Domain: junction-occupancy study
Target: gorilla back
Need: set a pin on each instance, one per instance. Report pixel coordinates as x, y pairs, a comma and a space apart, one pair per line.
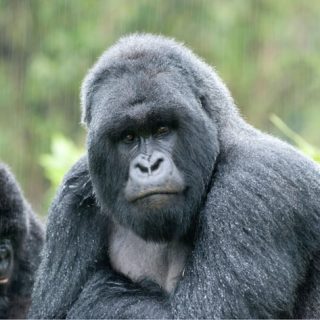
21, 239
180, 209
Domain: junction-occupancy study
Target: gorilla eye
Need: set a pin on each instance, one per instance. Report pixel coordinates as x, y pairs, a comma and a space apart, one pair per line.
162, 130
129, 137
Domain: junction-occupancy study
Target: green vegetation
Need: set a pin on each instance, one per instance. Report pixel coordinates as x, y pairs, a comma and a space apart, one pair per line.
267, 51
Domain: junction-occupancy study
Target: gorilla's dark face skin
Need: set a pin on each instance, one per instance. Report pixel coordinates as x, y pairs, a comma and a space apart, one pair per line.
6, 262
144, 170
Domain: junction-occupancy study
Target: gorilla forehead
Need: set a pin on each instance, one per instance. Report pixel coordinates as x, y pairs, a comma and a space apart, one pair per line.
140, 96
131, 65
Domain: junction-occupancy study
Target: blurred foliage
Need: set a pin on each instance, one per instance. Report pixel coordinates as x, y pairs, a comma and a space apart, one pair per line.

-*-*-

Problem - Whenever a line in the material contains the word "gorilla", copy that line.

Result of this exercise -
Target: gorilla back
Target: gorilla eye
Target: gorilla's dark face skin
Target: gorilla forehead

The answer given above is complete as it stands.